= Beginning of Section =

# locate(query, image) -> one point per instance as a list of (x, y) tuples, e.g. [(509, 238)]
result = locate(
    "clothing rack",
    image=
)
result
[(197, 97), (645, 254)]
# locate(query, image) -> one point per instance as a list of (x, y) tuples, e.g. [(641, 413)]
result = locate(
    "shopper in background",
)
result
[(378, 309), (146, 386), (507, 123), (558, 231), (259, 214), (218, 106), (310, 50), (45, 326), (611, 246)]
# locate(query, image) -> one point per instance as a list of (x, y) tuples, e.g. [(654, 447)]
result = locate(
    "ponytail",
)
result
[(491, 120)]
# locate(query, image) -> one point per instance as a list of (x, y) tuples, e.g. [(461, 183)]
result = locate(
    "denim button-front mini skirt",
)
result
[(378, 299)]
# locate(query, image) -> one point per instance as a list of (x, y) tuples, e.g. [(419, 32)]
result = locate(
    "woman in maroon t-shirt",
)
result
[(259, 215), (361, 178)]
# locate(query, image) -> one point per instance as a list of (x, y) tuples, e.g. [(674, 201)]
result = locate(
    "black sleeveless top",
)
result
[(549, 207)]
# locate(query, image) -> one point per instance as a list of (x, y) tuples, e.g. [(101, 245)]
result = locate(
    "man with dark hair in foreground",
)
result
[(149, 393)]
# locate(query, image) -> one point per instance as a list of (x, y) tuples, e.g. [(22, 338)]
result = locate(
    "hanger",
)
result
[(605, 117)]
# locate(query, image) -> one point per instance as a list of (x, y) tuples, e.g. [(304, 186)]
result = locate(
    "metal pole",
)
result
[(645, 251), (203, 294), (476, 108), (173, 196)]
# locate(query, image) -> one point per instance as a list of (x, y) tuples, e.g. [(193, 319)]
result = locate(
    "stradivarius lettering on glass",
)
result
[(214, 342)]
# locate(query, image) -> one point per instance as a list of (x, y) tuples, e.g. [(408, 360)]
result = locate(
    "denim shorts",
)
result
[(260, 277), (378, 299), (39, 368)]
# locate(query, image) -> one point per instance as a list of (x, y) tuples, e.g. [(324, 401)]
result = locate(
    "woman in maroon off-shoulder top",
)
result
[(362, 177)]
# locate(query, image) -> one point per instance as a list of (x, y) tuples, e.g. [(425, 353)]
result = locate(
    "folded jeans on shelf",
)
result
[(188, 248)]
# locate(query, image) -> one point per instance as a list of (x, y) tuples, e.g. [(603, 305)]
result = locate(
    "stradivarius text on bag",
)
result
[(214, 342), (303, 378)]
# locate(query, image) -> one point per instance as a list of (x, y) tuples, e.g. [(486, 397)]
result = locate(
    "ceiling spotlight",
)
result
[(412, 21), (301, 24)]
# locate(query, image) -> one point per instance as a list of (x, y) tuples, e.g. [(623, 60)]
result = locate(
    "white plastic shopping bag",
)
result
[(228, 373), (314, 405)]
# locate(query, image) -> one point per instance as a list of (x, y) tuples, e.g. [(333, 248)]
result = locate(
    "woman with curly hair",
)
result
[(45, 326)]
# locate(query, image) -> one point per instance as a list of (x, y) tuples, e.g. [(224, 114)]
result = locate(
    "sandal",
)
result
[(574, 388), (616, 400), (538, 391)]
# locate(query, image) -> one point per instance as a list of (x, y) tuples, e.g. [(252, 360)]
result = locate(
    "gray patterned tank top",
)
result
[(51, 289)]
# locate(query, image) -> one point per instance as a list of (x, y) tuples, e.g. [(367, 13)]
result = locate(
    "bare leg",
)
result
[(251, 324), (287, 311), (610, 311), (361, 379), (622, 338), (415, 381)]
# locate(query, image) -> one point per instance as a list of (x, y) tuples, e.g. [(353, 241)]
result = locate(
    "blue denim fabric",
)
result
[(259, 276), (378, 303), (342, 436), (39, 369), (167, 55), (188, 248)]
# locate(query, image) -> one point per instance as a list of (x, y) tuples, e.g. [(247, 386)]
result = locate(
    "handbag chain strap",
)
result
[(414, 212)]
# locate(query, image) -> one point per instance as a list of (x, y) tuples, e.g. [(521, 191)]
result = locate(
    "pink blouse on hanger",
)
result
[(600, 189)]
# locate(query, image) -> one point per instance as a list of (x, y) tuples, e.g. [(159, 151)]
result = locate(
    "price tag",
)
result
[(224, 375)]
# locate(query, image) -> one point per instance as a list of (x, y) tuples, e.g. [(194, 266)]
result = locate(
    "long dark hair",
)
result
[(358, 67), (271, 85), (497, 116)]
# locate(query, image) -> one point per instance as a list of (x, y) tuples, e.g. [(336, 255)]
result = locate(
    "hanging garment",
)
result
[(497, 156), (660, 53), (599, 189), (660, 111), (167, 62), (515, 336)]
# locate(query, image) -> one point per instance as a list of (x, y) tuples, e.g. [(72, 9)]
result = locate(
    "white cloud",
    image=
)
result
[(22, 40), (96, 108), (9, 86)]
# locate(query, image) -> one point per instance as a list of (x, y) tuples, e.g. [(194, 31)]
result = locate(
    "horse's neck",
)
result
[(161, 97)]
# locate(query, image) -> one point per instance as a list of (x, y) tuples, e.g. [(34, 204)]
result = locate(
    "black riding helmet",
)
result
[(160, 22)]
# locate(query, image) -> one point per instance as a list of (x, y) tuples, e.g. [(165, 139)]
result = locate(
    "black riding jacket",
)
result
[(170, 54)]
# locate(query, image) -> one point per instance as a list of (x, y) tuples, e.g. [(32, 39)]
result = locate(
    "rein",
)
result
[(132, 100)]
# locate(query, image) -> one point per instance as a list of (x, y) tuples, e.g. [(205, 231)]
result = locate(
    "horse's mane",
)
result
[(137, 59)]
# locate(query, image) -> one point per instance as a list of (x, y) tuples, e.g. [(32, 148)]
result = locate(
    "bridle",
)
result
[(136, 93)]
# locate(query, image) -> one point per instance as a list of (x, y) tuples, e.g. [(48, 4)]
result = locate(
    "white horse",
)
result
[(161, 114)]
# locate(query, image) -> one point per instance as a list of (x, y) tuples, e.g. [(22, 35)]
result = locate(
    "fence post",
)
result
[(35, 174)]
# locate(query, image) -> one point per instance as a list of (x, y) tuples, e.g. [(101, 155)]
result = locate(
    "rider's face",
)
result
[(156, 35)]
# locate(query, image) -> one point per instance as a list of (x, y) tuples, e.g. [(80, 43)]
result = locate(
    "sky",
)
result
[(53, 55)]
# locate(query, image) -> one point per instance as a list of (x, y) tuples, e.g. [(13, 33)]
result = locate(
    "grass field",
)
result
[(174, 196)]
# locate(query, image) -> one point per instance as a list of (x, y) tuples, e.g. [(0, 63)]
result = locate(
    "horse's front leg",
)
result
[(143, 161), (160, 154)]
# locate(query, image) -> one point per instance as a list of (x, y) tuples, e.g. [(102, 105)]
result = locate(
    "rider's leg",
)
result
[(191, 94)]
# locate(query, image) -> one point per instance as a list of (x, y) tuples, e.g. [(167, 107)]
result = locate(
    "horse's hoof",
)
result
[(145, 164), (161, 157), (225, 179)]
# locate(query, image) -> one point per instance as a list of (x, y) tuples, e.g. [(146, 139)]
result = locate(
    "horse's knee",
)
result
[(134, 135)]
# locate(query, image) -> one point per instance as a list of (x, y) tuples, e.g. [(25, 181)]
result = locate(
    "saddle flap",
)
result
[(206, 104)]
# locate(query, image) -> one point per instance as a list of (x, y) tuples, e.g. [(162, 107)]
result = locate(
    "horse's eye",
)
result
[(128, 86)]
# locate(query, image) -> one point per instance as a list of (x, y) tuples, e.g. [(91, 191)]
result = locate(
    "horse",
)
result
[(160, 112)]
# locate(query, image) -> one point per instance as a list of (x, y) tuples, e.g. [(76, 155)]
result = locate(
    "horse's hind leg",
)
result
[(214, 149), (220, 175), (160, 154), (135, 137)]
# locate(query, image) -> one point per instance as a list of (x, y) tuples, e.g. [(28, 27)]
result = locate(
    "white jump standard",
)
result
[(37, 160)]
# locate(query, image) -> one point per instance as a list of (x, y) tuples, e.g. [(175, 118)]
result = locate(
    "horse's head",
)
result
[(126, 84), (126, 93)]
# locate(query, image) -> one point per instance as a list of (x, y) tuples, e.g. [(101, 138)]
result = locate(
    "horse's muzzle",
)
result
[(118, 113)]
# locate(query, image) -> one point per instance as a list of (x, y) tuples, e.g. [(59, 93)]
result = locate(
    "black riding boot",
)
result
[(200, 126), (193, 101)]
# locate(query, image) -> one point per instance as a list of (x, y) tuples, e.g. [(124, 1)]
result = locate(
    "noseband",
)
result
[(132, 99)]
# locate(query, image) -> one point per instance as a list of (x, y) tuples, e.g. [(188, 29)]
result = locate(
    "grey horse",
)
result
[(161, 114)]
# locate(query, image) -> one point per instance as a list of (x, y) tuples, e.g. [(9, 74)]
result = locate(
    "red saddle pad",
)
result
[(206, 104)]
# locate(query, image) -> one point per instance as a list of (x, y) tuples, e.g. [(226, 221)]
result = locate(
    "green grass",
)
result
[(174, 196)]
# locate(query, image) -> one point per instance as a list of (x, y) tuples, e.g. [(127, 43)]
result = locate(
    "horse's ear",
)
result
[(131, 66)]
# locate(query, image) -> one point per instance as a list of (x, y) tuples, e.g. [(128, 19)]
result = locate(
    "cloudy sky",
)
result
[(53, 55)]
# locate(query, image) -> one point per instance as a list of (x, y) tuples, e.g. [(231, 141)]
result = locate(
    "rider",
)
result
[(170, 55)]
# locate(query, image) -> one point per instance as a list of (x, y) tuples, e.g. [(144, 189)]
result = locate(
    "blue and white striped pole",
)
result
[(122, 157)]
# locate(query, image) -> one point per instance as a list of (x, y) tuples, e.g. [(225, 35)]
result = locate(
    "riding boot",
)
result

= End of Section =

-- PROMPT --
Present each line from the listing that holds the string "with".

-- OUTPUT OF THE EXERCISE --
    "man with dark hair in foreground",
    "woman with curly hair",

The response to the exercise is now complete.